▶ _DOCUMENT TEXT_
⁂
One unavoidable challenge in comparing speech representations between artificial NNs and human brains is what stimuli to use in both kinds of systems. Training artificial NNs on tasks regularly performed by humans requires large numbers of samples, which is impractical for human cognitive neuroscience experiments35,36,37,38. Moreover, the stimulus sets that have so far been used to study auditory and speech processing in artificial NNs inherently include confounding factors such as speaking rate, intensity, duration, and uncontrolled background noise39. These variations, while useful and potentially even necessary in training robust artificial NNs able to generalise to various input scenarios, make it difficult to directly compare their speech representations with those in human brains due to the potential for models to learn based on idiosyncratic features not typically thought to be important for human speech perception.
⁂
▶ _RECORDS PROVIDED_
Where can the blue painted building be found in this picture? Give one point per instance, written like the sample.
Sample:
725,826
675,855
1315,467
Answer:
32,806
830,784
⁂
▶ _SET TASK_
In the text on comparing speech representations, which confounding factors do the stimulus sets used to study auditory and speech processing in artificial NNs inherently include?

▶ _RESPONSE FOR THIS EXERCISE_
Speaking rate, intensity, duration, and uncontrolled background noise.